*EXERCISE REQUIREMENTS*.
Return each line of the dataset excerpt below that contains the word "black".

[Dataset excerpt]
* Start *
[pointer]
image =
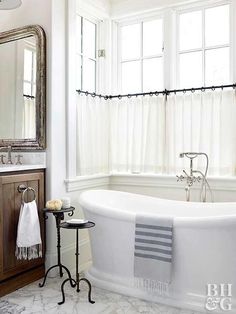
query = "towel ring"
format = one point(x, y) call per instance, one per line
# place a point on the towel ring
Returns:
point(23, 194)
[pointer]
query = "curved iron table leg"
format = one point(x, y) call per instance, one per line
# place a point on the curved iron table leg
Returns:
point(62, 290)
point(60, 266)
point(90, 289)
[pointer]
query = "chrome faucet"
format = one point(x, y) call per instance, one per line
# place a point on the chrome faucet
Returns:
point(9, 150)
point(191, 178)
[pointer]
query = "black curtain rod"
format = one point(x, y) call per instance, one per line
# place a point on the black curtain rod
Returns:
point(156, 93)
point(28, 96)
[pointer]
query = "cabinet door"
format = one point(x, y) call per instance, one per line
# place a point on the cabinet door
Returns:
point(10, 203)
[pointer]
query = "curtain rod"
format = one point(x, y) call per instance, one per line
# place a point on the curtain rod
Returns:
point(156, 93)
point(28, 96)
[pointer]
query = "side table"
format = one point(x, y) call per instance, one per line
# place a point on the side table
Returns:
point(76, 281)
point(59, 216)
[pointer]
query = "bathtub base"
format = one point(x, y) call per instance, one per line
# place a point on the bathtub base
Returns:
point(105, 281)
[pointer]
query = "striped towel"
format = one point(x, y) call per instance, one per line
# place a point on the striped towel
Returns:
point(153, 253)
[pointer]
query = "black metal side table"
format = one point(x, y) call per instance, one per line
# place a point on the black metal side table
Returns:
point(76, 281)
point(59, 216)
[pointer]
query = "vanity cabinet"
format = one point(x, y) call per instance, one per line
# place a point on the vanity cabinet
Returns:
point(17, 273)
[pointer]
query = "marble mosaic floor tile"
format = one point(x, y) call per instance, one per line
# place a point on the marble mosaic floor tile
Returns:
point(34, 300)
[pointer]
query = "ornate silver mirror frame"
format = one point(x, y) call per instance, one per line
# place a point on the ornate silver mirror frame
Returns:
point(39, 143)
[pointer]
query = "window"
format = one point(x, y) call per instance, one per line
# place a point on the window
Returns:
point(29, 87)
point(204, 47)
point(86, 59)
point(141, 56)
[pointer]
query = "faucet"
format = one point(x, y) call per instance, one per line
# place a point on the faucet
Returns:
point(9, 150)
point(191, 178)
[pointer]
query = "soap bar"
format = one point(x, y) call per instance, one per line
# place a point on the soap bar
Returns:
point(54, 204)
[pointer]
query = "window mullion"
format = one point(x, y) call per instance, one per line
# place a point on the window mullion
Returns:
point(82, 58)
point(141, 55)
point(203, 48)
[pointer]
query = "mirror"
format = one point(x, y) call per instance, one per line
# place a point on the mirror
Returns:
point(23, 88)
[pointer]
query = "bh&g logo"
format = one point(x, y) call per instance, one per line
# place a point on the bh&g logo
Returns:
point(219, 297)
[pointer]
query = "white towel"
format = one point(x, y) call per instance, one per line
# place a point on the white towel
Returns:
point(28, 242)
point(153, 253)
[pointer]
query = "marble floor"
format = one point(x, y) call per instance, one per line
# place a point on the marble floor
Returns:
point(32, 299)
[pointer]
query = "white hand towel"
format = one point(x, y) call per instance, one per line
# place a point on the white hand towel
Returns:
point(28, 242)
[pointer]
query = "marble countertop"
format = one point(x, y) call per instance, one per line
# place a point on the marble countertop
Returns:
point(10, 168)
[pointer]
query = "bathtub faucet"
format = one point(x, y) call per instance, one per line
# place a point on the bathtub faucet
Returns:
point(192, 178)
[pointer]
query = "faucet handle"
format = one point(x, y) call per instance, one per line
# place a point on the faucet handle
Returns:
point(2, 162)
point(18, 159)
point(180, 178)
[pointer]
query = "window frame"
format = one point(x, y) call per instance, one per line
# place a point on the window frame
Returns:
point(204, 48)
point(139, 21)
point(82, 55)
point(170, 40)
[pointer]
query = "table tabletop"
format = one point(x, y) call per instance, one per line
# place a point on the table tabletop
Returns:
point(86, 225)
point(63, 210)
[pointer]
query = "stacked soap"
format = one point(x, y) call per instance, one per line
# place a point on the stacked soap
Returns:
point(65, 202)
point(54, 204)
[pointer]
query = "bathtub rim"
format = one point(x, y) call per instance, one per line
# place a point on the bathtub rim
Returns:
point(121, 214)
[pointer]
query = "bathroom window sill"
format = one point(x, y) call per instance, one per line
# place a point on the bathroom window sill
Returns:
point(143, 180)
point(87, 182)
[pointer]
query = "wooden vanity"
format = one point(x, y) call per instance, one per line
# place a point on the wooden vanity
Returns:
point(13, 273)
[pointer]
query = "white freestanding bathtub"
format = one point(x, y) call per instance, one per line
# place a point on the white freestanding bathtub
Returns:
point(204, 245)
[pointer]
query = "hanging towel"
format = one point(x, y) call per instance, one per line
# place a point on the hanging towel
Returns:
point(28, 242)
point(153, 253)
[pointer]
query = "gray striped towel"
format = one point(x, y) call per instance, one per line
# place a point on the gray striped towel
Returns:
point(153, 253)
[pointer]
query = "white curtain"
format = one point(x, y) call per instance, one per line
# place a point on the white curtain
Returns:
point(92, 135)
point(29, 118)
point(202, 122)
point(137, 131)
point(147, 134)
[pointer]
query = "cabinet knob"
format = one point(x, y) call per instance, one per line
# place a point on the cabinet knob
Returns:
point(18, 159)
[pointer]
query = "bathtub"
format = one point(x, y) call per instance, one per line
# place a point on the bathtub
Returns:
point(204, 245)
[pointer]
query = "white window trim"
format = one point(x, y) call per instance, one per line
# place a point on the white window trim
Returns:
point(83, 56)
point(139, 21)
point(204, 48)
point(170, 57)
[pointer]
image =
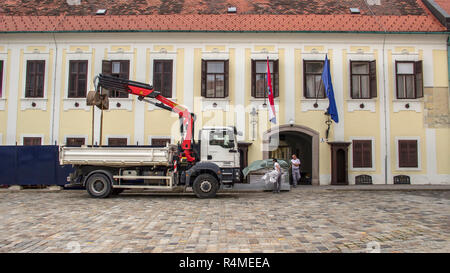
* End *
*OUTPUT OF THE EXERCISE*.
query = "black curtain rod"
# place a point on the black curtain rod
query = "black metal side table"
# place a point on the black metal side table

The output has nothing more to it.